§ **PROBLEM TO SOLVE**:
Show all lines containing "facade" from the data below.

§ **TASK MATERIAL**:
___

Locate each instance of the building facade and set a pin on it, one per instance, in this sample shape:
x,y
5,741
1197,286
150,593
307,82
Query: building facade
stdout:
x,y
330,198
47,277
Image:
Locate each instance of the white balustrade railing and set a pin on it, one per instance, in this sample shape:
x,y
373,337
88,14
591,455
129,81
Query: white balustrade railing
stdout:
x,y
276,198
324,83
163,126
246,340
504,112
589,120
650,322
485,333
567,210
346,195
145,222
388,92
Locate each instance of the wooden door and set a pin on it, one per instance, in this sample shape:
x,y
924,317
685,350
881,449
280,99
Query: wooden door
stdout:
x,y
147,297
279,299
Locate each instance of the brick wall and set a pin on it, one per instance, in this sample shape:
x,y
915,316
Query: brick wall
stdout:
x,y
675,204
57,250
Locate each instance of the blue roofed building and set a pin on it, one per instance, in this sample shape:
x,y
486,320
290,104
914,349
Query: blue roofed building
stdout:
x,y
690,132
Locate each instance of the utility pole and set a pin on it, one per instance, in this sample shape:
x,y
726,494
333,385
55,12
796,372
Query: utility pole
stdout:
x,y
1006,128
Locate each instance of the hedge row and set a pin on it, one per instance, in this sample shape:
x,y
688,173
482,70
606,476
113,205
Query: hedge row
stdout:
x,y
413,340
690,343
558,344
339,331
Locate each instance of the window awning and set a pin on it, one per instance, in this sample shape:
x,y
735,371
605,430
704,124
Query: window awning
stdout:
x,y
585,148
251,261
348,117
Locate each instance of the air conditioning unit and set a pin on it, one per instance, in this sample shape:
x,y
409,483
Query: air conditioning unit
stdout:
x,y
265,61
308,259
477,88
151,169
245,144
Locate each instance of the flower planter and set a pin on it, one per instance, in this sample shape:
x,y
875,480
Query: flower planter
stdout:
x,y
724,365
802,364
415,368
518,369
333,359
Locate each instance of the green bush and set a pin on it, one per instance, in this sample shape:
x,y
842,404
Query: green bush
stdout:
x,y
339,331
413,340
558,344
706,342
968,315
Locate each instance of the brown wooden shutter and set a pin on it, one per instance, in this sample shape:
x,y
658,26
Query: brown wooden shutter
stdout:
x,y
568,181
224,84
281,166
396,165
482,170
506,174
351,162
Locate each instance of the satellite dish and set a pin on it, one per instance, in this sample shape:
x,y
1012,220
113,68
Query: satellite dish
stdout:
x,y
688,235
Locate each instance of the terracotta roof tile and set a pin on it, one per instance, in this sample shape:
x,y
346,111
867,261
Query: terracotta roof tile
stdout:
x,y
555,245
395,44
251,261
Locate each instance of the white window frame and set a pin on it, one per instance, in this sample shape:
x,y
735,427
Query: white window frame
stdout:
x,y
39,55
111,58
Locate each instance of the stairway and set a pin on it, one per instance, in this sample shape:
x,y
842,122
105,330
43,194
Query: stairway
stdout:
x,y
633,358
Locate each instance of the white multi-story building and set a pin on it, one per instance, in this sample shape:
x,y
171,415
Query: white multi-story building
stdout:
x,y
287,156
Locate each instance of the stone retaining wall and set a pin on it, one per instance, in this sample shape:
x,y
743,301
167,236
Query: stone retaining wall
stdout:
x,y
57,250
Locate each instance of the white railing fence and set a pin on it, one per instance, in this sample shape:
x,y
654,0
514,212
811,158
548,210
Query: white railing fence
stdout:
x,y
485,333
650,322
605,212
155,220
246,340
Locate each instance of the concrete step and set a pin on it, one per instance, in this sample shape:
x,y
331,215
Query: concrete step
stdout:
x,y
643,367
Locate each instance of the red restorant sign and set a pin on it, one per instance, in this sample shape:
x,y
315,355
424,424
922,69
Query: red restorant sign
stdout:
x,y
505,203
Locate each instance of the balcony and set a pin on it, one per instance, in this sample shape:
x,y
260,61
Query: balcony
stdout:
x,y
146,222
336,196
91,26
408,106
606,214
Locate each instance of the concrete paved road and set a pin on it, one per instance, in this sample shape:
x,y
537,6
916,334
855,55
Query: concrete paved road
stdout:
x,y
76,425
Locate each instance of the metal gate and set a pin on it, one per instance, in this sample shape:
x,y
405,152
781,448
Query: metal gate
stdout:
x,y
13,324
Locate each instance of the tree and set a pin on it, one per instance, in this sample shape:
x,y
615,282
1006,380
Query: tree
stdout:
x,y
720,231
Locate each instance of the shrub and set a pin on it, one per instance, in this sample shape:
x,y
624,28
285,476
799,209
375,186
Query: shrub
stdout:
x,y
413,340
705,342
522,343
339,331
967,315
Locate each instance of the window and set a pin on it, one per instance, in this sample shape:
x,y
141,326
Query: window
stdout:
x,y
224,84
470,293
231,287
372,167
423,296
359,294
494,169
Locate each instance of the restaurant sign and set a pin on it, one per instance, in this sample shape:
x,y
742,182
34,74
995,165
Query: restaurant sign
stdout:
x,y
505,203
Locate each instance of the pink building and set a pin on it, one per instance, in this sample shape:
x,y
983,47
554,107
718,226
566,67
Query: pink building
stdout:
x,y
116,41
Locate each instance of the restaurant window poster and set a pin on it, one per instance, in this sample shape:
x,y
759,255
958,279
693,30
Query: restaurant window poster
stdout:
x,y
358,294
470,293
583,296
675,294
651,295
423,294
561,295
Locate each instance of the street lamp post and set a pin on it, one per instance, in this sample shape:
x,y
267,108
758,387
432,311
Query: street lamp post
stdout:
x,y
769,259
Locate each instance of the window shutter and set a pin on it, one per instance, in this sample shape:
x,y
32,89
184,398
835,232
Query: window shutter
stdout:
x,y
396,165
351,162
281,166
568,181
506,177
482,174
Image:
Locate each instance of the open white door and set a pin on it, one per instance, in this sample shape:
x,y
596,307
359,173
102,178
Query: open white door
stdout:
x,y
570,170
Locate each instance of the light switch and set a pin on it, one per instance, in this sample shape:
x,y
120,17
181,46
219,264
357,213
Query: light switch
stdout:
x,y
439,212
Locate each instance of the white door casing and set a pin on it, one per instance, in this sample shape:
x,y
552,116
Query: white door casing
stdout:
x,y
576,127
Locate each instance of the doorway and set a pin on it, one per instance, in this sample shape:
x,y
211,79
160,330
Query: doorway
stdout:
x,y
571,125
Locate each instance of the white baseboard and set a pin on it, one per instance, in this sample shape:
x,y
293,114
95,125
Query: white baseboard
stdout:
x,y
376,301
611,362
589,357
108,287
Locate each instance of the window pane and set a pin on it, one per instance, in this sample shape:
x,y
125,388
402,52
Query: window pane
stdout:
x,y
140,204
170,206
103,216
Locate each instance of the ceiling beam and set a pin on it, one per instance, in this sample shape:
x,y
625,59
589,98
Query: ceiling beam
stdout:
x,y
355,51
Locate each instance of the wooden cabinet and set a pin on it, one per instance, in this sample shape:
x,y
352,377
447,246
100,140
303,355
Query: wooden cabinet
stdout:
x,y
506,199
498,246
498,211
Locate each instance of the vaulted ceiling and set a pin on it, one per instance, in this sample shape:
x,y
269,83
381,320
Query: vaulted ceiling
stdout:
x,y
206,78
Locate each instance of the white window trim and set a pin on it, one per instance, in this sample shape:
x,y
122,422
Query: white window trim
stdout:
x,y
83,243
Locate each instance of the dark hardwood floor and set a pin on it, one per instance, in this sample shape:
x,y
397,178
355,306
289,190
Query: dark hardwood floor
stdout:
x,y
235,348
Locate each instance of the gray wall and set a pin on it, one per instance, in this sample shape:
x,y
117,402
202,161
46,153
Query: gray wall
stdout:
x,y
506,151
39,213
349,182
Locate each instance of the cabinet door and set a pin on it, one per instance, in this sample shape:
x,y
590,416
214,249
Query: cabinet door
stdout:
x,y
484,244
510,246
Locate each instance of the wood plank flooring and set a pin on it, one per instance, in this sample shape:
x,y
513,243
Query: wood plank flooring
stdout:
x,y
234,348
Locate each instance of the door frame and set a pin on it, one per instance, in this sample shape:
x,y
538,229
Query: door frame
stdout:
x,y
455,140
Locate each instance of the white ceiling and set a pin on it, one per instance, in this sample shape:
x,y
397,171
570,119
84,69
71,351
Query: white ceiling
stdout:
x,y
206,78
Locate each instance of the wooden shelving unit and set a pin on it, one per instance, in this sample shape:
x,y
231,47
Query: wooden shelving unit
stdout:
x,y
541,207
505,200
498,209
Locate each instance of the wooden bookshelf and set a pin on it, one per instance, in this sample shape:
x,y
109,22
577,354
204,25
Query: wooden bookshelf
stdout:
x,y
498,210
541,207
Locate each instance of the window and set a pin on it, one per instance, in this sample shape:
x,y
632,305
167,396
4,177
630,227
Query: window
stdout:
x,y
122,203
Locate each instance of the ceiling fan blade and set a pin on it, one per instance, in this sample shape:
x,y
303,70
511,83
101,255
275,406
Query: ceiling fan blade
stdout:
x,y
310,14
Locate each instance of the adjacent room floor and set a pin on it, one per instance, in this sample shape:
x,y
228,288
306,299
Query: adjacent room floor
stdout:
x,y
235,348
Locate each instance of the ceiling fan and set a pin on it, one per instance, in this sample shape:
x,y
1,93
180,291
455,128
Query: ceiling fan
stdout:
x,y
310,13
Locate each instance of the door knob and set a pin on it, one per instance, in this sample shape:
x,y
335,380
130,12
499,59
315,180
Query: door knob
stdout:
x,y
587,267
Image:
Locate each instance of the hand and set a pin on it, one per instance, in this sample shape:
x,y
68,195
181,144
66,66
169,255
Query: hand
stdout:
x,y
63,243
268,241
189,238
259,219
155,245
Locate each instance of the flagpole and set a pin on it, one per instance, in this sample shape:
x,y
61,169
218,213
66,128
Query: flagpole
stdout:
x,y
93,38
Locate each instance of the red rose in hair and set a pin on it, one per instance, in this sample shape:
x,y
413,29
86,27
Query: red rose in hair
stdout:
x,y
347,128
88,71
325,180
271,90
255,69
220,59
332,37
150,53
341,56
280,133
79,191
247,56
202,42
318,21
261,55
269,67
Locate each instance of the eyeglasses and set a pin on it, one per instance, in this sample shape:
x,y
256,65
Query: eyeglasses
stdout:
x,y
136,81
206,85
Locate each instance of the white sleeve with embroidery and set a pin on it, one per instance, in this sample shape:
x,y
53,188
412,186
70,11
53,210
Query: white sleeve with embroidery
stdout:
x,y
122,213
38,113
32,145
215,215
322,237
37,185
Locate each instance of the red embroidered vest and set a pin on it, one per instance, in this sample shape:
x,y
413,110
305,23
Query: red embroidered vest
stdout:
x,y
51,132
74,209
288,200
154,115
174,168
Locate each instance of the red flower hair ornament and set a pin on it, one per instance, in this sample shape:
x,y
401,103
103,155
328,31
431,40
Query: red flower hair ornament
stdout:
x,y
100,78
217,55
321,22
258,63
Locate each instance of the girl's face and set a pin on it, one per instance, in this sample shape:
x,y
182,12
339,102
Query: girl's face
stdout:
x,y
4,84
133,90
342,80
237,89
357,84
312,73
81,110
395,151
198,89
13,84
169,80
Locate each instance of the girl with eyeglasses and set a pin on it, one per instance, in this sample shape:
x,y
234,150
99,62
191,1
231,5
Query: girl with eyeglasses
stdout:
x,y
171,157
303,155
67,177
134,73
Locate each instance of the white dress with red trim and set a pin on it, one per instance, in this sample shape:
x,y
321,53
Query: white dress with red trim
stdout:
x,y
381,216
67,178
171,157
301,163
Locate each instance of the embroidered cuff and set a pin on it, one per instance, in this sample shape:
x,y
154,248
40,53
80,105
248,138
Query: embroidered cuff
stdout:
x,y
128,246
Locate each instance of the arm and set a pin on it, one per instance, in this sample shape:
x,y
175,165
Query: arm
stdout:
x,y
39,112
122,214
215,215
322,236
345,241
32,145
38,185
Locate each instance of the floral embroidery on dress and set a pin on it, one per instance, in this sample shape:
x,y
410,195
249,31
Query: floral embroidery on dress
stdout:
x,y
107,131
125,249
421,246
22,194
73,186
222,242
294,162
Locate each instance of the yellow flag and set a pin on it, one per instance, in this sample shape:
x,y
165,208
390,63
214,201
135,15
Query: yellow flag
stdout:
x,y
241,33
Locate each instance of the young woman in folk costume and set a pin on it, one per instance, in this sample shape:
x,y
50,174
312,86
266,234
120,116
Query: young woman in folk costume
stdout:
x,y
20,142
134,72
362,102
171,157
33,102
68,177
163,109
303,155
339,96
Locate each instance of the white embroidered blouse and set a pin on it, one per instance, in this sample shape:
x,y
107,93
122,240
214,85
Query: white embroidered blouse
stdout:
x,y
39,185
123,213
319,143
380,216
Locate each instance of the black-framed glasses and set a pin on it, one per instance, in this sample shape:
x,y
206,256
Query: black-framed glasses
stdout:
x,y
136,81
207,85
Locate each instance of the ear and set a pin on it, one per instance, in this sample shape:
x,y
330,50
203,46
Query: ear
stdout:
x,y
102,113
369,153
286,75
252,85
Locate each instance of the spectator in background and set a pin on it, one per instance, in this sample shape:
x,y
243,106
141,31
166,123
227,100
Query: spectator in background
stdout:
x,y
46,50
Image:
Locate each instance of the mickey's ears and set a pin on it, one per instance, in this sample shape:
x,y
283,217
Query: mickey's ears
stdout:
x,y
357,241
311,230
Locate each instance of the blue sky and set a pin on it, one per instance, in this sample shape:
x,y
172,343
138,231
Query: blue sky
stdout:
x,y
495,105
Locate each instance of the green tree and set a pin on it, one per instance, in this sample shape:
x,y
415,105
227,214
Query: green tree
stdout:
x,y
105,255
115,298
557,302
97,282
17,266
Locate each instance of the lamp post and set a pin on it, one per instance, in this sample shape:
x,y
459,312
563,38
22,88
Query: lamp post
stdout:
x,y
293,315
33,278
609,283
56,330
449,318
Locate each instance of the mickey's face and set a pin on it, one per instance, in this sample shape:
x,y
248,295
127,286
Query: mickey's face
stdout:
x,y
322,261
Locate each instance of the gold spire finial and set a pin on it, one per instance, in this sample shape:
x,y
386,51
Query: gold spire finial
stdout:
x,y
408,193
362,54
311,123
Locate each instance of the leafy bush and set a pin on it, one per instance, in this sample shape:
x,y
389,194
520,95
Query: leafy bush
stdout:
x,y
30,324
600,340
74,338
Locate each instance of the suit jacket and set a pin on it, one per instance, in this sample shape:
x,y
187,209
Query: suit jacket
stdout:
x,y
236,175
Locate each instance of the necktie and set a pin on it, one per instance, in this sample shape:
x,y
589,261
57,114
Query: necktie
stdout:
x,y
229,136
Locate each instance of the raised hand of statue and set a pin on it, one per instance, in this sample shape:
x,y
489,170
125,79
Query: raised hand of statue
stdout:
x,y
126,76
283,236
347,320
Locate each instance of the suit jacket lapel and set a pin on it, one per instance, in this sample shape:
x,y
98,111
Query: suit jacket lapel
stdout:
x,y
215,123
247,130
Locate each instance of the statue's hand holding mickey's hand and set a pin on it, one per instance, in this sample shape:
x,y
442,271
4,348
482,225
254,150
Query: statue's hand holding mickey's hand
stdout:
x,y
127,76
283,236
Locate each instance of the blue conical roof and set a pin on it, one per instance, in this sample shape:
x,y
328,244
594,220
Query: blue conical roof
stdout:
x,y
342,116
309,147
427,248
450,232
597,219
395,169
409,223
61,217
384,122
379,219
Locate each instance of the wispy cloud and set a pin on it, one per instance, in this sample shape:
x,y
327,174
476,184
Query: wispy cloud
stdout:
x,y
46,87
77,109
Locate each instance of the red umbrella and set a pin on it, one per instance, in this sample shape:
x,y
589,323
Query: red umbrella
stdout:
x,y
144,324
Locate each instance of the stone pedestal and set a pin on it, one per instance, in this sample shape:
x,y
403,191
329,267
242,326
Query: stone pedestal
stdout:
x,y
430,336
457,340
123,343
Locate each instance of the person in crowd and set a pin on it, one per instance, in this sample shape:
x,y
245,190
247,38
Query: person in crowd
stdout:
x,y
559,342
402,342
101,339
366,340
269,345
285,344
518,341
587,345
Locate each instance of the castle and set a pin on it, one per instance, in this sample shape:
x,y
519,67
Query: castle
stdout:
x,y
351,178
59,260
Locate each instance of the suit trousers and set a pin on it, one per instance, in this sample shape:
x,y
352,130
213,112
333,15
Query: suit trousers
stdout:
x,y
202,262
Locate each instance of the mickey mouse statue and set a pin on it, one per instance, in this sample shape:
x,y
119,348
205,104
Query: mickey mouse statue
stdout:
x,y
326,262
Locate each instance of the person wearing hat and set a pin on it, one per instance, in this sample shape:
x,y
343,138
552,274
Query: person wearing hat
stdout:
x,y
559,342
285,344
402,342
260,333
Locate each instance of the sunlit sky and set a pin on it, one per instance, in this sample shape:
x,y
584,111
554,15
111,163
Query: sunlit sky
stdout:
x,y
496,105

___

§ **TASK ANSWER**:
Locate each instance of the building facade and set a pin on it, one per instance, in this sample shape:
Query: building facade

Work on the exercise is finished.